Copy the following records line for line, without changing anything.

## START

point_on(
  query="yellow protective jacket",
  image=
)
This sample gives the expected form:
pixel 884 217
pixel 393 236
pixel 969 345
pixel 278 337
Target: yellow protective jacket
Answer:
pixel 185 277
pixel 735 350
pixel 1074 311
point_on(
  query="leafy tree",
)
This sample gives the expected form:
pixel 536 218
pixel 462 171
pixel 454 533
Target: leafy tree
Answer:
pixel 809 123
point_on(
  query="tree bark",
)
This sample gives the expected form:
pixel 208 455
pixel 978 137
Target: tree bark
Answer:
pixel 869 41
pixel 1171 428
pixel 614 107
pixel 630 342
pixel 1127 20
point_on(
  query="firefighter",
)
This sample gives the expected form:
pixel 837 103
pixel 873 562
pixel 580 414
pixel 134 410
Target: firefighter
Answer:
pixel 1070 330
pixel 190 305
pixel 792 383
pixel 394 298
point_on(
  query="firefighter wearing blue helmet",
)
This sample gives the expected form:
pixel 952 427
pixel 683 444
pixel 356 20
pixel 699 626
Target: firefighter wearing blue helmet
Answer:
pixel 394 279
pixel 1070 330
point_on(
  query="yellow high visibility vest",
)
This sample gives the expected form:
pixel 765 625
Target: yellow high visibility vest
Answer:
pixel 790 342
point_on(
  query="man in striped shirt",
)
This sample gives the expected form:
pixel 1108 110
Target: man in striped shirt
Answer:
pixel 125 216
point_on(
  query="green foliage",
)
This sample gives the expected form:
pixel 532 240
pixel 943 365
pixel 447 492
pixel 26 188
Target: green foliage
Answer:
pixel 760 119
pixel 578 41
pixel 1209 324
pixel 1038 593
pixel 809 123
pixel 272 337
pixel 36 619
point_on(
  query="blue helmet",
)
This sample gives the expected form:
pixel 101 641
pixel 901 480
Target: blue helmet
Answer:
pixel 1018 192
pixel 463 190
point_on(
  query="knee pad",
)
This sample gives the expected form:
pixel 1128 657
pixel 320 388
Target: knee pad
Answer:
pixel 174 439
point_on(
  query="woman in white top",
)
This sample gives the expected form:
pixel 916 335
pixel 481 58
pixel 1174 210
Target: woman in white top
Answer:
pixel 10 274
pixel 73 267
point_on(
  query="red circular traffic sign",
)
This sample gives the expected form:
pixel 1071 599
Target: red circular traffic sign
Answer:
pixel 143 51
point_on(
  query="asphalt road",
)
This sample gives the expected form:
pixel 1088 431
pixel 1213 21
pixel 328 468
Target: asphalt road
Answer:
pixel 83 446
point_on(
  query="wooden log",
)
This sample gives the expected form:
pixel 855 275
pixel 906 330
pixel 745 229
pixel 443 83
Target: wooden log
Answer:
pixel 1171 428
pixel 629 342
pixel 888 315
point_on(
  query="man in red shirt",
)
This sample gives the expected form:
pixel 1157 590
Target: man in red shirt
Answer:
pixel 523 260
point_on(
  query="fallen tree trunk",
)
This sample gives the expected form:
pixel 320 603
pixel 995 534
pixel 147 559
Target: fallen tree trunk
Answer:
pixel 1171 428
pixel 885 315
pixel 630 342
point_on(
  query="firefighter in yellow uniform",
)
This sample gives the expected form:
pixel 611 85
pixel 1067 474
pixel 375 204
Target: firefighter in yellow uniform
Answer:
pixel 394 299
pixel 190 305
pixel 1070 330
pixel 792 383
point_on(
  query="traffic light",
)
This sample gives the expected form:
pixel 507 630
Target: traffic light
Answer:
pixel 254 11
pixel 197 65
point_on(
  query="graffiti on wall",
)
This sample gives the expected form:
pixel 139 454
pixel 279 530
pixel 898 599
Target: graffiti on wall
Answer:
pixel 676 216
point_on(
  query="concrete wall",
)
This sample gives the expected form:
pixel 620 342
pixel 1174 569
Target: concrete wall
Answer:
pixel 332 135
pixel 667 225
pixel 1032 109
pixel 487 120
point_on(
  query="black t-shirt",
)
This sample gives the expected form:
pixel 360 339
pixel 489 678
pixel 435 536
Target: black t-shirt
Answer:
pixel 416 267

## END

## Exercise response
point_on(
  query="yellow protective jacket",
  image=
)
This sample gives the expected form:
pixel 884 217
pixel 393 236
pixel 969 345
pixel 278 337
Target: yellow protective jacket
Answer:
pixel 185 277
pixel 735 350
pixel 1074 311
point_on(
  query="leafy tree",
)
This sample gives the expected form:
pixel 536 218
pixel 462 171
pixel 454 533
Target: leafy tree
Answer:
pixel 809 123
point_on(
  query="tree bark",
)
This sample gives the expected form:
pixel 208 455
pixel 978 137
Target: tree bark
Answer:
pixel 869 41
pixel 1171 428
pixel 614 107
pixel 630 342
pixel 1127 20
point_on(
  query="firefighter",
)
This sample gives the expected form:
pixel 837 103
pixel 873 562
pixel 580 414
pixel 134 410
Target: firefighter
Answer:
pixel 1070 330
pixel 190 305
pixel 792 383
pixel 394 298
point_on(
  query="firefighter wearing blue helmet",
)
This sample gives the expected form:
pixel 952 427
pixel 683 444
pixel 356 20
pixel 699 626
Target: firefighter wearing blue helmet
Answer:
pixel 394 279
pixel 1070 330
point_on(
  query="yellow high visibility vest",
)
This sample gives the expected form:
pixel 765 625
Target: yellow high visibility vest
Answer:
pixel 790 342
point_on(
  query="man in striped shirt",
)
This sample gives the expected form:
pixel 1108 110
Target: man in striped shirt
Answer:
pixel 125 216
point_on(
  query="green foliage",
)
This sample gives the expected form:
pixel 532 240
pixel 943 365
pixel 447 492
pixel 26 188
Target: green foliage
Answer:
pixel 760 119
pixel 578 41
pixel 1209 324
pixel 1038 593
pixel 809 123
pixel 272 337
pixel 36 619
point_on(
  query="blue helmet",
)
This sample gives the expected form:
pixel 101 641
pixel 901 480
Target: blue helmet
Answer:
pixel 1018 192
pixel 463 190
point_on(
  query="knee pad",
)
This sample gives the expected form:
pixel 1128 657
pixel 320 388
Target: knee pad
Answer:
pixel 174 439
point_on(
  query="woman in white top",
)
This sample gives the expected form:
pixel 916 335
pixel 481 58
pixel 1174 210
Target: woman in white top
Answer:
pixel 10 274
pixel 73 267
point_on(
  query="red circular traffic sign",
)
This sample gives the expected form:
pixel 1071 599
Target: red circular traffic sign
Answer:
pixel 143 51
point_on(
  query="asphalt road",
)
This sample gives the expected form:
pixel 1088 431
pixel 1213 21
pixel 328 468
Target: asphalt road
Answer:
pixel 83 446
point_on(
  query="wooden log",
)
This sample gives the expected form:
pixel 855 275
pixel 906 330
pixel 745 229
pixel 443 83
Target: wooden log
Answer:
pixel 1171 428
pixel 629 342
pixel 888 315
point_on(
  query="man in red shirt",
)
This sample gives the expected form:
pixel 1157 590
Target: man in red shirt
Answer:
pixel 523 260
point_on(
  query="fallen tree trunk",
)
This sample gives the expected form:
pixel 320 603
pixel 995 534
pixel 147 559
Target: fallen tree trunk
Answer:
pixel 1171 428
pixel 885 315
pixel 630 342
point_on(
  query="firefighter in yellow uniform",
)
This sample gives the expected form:
pixel 611 85
pixel 1067 474
pixel 375 204
Target: firefighter in yellow uniform
Answer:
pixel 394 299
pixel 190 305
pixel 1070 330
pixel 792 383
point_on(
  query="traffic light",
)
This sample gives the expected form:
pixel 507 630
Target: traffic light
Answer:
pixel 254 11
pixel 197 65
point_on(
  query="graffiti on wall",
)
This sample gives the expected form:
pixel 139 454
pixel 279 530
pixel 898 599
Target: graffiti on wall
Answer:
pixel 676 216
point_on(
  query="concrete wall",
)
This sample gives the expected form:
pixel 620 342
pixel 1174 569
Target: concrete wall
Answer:
pixel 332 135
pixel 667 225
pixel 1032 109
pixel 487 120
point_on(
  query="black t-shirt",
)
This sample gives the expected form:
pixel 360 339
pixel 489 678
pixel 435 536
Target: black t-shirt
Answer:
pixel 416 267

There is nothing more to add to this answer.